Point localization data
************

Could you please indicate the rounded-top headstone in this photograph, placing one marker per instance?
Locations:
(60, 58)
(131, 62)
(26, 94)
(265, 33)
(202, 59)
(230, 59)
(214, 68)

************

What is required.
All records are to be printed again, exactly and completely.

Exercise output.
Could you please indicate the rounded-top headstone in this photograph, placing one marker per instance?
Locations:
(60, 58)
(131, 62)
(26, 94)
(265, 33)
(202, 59)
(230, 59)
(214, 68)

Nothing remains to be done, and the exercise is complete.